━━ PROVIDED DATA

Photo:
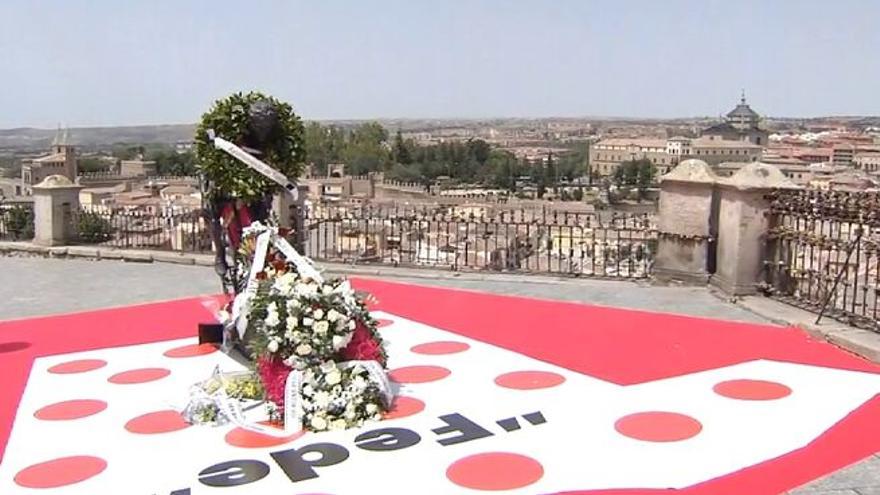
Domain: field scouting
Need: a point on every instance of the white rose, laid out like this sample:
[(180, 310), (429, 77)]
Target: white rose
[(358, 383), (339, 341), (334, 377), (322, 327), (319, 423), (272, 318), (321, 399)]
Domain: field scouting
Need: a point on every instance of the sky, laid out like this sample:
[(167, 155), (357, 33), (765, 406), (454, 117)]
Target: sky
[(131, 62)]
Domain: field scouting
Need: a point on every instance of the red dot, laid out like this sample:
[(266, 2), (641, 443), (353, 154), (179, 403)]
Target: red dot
[(658, 426), (79, 366), (70, 409), (192, 350), (247, 439), (13, 346), (60, 472), (442, 347), (418, 374), (142, 375), (404, 406), (383, 322), (752, 390), (156, 422), (529, 380), (495, 471)]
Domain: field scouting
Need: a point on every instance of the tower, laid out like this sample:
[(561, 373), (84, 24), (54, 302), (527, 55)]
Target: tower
[(65, 151)]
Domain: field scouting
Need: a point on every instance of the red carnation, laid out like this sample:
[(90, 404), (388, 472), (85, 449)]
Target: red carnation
[(273, 373), (363, 347)]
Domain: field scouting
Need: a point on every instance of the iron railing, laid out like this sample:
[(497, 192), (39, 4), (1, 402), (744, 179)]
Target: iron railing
[(477, 238), (184, 230), (16, 221), (823, 253)]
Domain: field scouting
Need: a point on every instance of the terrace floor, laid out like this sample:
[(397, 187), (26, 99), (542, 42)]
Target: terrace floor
[(42, 286)]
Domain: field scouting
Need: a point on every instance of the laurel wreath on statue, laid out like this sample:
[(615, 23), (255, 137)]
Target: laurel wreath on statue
[(262, 125)]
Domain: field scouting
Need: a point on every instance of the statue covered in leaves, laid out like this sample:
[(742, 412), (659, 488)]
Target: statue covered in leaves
[(235, 195)]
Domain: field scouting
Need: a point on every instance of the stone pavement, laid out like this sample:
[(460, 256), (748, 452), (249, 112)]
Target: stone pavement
[(34, 286)]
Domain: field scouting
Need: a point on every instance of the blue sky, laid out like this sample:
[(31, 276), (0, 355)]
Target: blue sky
[(118, 62)]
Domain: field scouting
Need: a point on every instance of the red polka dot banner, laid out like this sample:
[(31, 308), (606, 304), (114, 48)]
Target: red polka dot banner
[(403, 407), (193, 350), (60, 472), (490, 396), (529, 380), (78, 366), (142, 375), (71, 409), (418, 374), (495, 471), (442, 347), (752, 390), (249, 439), (156, 422), (658, 426)]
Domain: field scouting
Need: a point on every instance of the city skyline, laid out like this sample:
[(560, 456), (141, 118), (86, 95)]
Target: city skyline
[(92, 64)]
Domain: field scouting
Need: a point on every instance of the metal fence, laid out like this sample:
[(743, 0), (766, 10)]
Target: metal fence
[(171, 230), (16, 221), (476, 238), (822, 253)]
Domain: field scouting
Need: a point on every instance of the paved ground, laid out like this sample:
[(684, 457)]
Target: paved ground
[(42, 286)]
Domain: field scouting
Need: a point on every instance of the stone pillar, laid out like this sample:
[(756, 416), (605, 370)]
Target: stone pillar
[(685, 238), (743, 221), (56, 202)]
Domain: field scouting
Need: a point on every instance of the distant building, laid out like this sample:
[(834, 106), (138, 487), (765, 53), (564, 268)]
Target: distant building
[(843, 154), (137, 167), (739, 139), (607, 154), (61, 161), (868, 162), (714, 150), (740, 124)]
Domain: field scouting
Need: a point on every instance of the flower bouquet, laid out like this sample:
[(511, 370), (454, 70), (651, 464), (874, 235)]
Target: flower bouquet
[(319, 356)]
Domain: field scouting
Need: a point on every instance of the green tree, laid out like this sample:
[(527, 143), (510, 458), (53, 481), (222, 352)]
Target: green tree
[(551, 173), (92, 228), (539, 177), (402, 153), (645, 176)]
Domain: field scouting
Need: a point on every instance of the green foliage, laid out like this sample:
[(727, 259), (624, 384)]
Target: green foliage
[(18, 222), (170, 162), (402, 154), (230, 119), (92, 228)]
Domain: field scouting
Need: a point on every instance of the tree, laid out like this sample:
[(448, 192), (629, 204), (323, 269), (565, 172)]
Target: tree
[(645, 177), (401, 150), (552, 175), (539, 176)]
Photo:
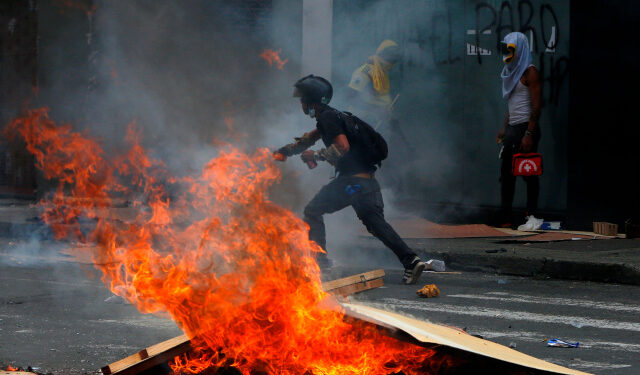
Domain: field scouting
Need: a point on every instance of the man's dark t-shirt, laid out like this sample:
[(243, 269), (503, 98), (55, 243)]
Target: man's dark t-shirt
[(330, 125)]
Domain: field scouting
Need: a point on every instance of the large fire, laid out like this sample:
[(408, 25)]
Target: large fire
[(234, 270)]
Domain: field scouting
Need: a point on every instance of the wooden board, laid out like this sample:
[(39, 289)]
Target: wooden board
[(149, 357), (167, 350), (361, 278), (357, 287), (434, 334)]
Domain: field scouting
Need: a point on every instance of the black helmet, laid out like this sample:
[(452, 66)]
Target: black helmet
[(313, 90)]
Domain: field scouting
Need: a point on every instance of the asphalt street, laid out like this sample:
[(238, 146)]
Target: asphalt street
[(57, 316), (524, 313)]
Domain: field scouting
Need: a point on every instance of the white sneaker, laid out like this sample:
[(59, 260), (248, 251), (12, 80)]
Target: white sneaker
[(532, 223)]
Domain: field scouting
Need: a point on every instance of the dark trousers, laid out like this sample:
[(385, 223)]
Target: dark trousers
[(363, 194), (512, 139)]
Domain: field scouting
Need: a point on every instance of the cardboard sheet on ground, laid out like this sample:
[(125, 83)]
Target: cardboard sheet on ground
[(429, 333), (557, 236), (417, 227)]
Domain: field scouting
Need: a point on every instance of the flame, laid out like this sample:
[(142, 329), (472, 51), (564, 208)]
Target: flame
[(234, 270), (272, 56)]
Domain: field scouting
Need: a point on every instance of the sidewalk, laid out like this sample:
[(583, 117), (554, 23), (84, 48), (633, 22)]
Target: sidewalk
[(603, 260)]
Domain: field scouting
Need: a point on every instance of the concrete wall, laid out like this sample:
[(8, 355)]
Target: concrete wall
[(450, 105)]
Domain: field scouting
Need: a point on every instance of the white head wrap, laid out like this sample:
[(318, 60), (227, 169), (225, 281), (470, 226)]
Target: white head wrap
[(512, 71)]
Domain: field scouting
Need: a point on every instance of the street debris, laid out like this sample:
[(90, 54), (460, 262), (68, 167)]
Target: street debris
[(533, 223), (428, 291), (557, 343), (550, 225), (435, 265), (605, 229), (493, 251)]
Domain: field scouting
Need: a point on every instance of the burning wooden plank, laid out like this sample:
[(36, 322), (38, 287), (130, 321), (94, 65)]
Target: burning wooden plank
[(167, 350), (149, 357)]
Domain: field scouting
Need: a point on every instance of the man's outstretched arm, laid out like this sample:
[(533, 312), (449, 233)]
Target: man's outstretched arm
[(534, 81), (301, 143), (331, 154)]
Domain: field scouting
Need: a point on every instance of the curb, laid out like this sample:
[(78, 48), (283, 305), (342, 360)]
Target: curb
[(538, 267)]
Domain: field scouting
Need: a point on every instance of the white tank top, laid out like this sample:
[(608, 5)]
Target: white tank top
[(519, 104)]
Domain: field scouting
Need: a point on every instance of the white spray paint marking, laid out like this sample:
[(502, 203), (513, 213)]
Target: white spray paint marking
[(523, 298), (587, 365), (510, 314)]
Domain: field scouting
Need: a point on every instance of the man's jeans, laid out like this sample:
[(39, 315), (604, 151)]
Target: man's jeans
[(512, 139), (363, 194)]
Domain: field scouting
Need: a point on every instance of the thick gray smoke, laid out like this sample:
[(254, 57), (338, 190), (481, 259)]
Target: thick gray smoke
[(189, 74), (180, 68)]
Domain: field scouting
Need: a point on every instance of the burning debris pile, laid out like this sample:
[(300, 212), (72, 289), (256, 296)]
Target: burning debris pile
[(234, 270)]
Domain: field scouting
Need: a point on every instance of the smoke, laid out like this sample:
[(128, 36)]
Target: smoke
[(190, 75)]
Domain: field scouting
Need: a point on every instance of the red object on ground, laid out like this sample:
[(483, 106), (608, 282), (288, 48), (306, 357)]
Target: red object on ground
[(529, 164)]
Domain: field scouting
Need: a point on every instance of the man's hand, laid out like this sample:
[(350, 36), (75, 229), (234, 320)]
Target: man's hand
[(308, 155), (527, 143)]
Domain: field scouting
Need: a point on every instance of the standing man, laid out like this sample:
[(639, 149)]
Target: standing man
[(369, 95), (522, 87), (369, 88), (355, 184)]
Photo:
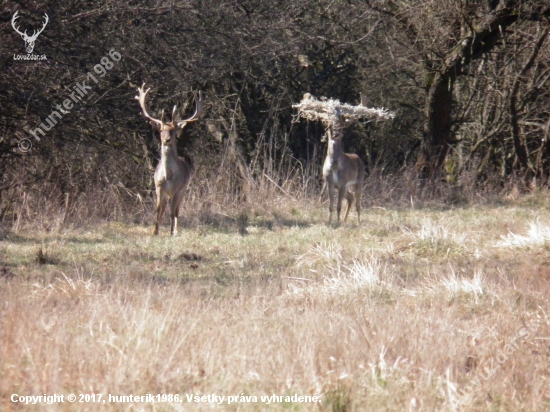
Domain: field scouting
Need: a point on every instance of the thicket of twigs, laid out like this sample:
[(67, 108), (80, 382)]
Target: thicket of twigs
[(468, 83)]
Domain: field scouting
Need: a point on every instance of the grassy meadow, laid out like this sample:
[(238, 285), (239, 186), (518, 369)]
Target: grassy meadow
[(419, 308)]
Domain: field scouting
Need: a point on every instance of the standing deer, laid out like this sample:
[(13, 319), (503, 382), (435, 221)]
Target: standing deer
[(345, 172), (173, 173), (29, 40)]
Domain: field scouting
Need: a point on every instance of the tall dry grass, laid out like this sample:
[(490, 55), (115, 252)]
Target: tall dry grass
[(406, 312)]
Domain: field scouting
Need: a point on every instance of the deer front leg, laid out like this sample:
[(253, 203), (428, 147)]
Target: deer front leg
[(349, 198), (341, 194), (174, 212), (161, 206)]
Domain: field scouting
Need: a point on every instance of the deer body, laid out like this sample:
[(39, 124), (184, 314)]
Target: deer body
[(344, 172), (173, 173)]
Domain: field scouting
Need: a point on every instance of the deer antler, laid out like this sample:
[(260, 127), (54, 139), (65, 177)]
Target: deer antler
[(13, 19), (141, 99), (198, 111), (36, 33), (25, 35)]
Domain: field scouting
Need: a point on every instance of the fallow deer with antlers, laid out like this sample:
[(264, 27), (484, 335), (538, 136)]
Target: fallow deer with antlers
[(29, 40), (173, 173)]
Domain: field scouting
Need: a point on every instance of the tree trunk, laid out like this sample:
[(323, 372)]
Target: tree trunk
[(437, 130)]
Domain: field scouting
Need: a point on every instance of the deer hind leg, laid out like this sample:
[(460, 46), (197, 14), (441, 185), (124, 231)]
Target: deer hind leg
[(349, 198), (341, 194), (161, 206), (330, 200), (174, 212), (358, 202)]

━━━━

Reproduce the items word for word, from their first line through the line containing "[(131, 62)]", with both ends included. Omit the pictures from your answer.

Photo:
Domain: field scouting
Need: a point on every instance of the white rose, laid out like this sample:
[(180, 310), (429, 77)]
Target: white rose
[(358, 383), (339, 341), (334, 377), (322, 327), (319, 423), (272, 318), (321, 399)]
Domain: field scouting
Need: a point on every instance of the sky, laid out like this sample:
[(167, 155), (357, 33), (765, 406), (454, 117)]
Target: sky
[(131, 62)]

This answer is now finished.